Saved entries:
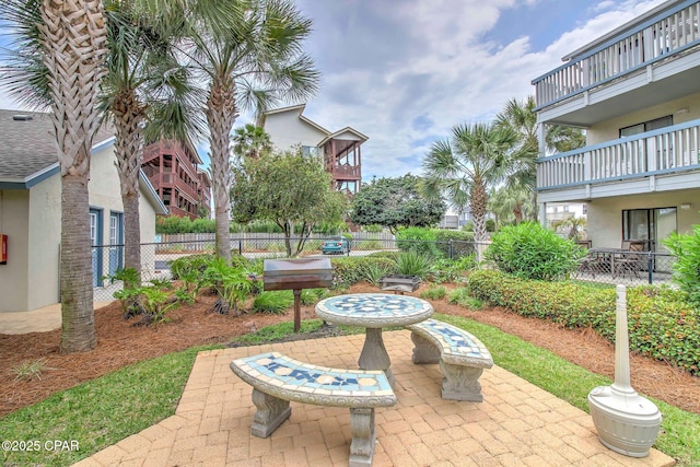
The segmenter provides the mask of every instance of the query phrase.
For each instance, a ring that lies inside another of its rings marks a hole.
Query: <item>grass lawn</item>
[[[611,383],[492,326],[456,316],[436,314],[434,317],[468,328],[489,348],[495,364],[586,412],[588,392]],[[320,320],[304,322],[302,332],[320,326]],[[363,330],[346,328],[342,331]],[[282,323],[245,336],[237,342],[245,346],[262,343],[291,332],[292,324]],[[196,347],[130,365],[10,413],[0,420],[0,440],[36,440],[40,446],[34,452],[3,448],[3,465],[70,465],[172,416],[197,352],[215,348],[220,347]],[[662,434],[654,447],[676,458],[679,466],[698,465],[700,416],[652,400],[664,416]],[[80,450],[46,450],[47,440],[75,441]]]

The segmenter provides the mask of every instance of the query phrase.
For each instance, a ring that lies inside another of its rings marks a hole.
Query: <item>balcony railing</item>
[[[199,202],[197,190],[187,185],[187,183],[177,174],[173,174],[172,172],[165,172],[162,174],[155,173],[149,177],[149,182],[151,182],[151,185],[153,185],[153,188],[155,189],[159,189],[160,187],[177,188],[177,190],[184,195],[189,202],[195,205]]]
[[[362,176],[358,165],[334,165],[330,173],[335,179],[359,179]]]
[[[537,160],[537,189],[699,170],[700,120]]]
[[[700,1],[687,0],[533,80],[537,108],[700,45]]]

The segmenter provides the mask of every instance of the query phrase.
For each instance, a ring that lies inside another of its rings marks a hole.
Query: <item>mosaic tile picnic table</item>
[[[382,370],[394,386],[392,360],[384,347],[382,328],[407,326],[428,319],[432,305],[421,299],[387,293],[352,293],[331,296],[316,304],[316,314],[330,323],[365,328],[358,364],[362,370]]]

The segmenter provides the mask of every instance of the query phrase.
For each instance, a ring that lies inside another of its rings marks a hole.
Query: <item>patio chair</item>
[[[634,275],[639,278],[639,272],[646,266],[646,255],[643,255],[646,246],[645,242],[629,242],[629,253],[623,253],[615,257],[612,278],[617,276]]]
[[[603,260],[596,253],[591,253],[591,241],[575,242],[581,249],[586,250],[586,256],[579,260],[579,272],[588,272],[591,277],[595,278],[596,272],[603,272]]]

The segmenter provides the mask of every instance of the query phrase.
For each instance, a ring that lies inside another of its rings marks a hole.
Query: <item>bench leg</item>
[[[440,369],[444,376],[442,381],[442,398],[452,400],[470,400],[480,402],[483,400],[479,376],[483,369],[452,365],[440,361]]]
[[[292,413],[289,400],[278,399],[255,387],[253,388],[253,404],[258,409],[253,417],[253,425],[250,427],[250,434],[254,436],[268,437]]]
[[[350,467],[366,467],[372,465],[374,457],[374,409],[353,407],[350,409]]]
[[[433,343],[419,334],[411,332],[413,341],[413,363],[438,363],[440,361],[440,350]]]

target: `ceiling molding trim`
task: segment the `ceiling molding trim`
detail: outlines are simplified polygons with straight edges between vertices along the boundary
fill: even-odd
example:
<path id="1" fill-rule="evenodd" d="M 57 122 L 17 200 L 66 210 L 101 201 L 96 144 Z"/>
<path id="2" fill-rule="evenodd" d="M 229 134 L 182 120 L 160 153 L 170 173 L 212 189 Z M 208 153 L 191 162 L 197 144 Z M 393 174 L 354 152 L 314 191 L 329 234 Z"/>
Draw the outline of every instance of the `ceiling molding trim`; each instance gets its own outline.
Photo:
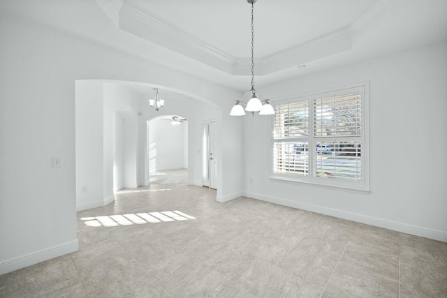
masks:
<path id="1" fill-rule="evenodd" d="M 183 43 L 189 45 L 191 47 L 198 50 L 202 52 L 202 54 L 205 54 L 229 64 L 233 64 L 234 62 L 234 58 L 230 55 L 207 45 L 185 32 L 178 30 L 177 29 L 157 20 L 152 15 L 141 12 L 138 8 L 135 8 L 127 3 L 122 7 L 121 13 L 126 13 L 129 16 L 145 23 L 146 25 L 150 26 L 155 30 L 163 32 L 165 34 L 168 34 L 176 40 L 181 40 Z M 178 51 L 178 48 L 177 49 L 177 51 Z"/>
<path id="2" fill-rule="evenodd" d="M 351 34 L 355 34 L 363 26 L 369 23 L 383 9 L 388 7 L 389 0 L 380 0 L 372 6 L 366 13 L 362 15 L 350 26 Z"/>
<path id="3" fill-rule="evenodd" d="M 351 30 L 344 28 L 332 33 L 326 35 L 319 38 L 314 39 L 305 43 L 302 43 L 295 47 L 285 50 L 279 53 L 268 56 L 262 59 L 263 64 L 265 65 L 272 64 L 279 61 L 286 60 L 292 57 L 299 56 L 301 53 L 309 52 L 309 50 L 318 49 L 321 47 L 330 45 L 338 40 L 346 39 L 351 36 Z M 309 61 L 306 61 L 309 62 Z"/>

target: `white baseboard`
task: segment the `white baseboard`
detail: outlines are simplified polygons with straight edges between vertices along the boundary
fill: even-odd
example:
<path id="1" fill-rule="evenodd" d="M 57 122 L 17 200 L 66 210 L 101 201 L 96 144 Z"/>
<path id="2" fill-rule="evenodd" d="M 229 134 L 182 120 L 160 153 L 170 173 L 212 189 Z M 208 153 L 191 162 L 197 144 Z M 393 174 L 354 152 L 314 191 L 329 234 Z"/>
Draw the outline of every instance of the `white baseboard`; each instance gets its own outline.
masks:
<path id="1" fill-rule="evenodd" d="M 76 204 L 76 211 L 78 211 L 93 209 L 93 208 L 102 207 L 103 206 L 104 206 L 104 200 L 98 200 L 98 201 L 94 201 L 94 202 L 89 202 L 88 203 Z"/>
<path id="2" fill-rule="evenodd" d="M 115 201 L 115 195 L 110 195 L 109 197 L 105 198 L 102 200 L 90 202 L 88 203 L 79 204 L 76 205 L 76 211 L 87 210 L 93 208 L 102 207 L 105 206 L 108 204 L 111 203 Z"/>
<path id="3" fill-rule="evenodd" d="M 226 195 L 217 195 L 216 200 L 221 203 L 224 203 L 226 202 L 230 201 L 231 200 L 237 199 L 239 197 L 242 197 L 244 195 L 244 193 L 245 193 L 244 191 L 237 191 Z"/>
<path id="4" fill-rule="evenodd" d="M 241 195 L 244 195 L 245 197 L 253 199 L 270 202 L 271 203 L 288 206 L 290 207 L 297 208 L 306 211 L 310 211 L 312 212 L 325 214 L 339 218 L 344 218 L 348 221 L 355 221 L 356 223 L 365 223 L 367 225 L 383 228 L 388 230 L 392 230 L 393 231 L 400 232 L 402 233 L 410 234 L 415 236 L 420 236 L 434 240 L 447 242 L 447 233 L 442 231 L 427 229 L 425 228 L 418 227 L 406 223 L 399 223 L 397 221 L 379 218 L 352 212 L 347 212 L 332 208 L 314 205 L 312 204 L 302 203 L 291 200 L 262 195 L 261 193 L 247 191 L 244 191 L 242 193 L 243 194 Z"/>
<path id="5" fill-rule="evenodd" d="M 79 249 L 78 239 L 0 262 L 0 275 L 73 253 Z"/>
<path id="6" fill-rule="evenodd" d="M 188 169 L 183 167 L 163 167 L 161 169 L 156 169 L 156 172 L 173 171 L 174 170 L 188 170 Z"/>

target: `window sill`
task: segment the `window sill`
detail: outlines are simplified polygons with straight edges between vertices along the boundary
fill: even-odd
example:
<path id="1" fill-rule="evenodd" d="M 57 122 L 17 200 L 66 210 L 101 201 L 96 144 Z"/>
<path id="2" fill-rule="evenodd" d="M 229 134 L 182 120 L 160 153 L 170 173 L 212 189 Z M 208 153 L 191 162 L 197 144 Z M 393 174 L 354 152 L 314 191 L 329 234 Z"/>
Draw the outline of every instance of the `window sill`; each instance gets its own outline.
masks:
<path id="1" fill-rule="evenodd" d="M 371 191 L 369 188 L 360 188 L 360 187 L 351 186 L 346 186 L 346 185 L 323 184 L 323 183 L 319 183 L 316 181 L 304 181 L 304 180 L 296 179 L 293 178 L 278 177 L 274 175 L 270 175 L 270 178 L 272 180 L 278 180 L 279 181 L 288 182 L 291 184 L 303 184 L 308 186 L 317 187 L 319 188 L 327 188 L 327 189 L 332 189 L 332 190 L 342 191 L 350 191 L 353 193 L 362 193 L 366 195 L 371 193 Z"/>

Exercise instructions ▸ Identify every line of the material that contains the string "gets". Case counts.

Finished task ▸
Draw the outline of every instance of the `ceiling molding trim`; each instance gets its own outline.
Draw the outline of every instance of the `white baseboard`; each instance gets its own outline.
Draw the outline of every instance of the `window sill`; each instance gets its own outline.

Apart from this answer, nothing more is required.